Written problem: Transcribe the data below word for word, starting at the line that contains "# Mark the region of the car" and ending at the line that contains "M165 75L151 75L150", with both of those lines included.

━━━ Dataset records

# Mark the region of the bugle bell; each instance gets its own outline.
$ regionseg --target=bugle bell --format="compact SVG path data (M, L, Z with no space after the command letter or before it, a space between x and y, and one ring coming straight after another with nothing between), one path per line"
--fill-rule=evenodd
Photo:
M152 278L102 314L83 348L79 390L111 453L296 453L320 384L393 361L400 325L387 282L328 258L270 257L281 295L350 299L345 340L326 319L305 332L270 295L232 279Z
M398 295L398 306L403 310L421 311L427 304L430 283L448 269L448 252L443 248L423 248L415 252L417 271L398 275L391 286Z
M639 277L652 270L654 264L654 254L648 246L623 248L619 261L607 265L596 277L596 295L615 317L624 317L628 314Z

━━━━━━
━━━ Dataset records

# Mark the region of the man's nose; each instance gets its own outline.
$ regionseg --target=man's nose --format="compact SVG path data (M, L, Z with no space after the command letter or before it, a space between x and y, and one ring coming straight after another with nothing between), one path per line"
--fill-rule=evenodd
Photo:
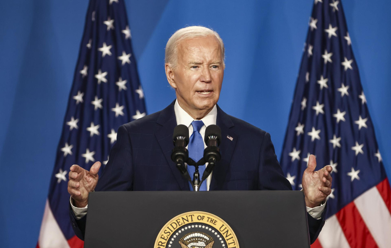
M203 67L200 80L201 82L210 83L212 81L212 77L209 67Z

━━━━━━
━━━ Dataset records

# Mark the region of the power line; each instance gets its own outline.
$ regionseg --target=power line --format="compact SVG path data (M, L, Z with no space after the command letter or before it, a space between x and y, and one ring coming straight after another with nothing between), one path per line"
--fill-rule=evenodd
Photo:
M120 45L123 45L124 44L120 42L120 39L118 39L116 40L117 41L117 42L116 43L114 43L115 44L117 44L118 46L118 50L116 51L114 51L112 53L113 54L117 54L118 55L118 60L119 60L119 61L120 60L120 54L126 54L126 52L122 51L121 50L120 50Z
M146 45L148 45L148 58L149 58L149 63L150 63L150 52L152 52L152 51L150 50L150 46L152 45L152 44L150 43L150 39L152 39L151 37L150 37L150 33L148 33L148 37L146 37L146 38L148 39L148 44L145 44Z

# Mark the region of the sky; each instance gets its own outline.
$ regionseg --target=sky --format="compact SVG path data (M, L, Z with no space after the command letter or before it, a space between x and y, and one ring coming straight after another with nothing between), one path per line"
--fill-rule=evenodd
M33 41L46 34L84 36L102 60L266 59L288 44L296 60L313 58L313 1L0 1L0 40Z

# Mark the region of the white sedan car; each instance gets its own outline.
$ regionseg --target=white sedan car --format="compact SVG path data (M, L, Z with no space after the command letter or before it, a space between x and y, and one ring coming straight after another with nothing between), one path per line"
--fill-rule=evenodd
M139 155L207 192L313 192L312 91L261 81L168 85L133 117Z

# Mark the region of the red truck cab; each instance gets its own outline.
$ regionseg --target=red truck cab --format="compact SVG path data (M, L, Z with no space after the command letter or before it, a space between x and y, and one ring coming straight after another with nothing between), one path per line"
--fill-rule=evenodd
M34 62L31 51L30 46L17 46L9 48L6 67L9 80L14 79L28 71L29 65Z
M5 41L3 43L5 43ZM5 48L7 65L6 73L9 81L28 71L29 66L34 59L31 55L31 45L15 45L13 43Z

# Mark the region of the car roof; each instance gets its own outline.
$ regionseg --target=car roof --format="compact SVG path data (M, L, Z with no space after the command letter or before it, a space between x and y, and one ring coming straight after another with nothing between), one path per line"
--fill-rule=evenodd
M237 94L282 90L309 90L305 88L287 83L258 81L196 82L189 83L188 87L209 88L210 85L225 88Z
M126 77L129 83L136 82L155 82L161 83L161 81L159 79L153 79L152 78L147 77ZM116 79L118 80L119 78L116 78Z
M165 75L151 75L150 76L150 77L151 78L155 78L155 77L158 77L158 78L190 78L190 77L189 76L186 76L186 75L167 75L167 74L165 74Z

━━━━━━

Problem solution:
# Mark the region of the car roof; each instance gets its own outline.
$ regionseg --target=car roof --format="compact SVG path data (M, L, Z with no space after the command letter or before it, a space between x and y, and one ring coming straight after another with nothing between), one path per line"
--fill-rule=evenodd
M237 94L282 90L309 90L305 88L287 83L258 81L196 82L189 83L188 87L209 88L210 85L225 88Z
M126 77L129 83L136 82L155 82L161 83L161 81L159 79L153 79L152 78L147 77ZM116 79L118 80L119 78L116 78Z
M165 75L151 75L150 76L150 77L151 78L155 78L155 77L158 77L158 78L190 78L190 77L189 76L186 76L186 75L167 75L167 74L165 74Z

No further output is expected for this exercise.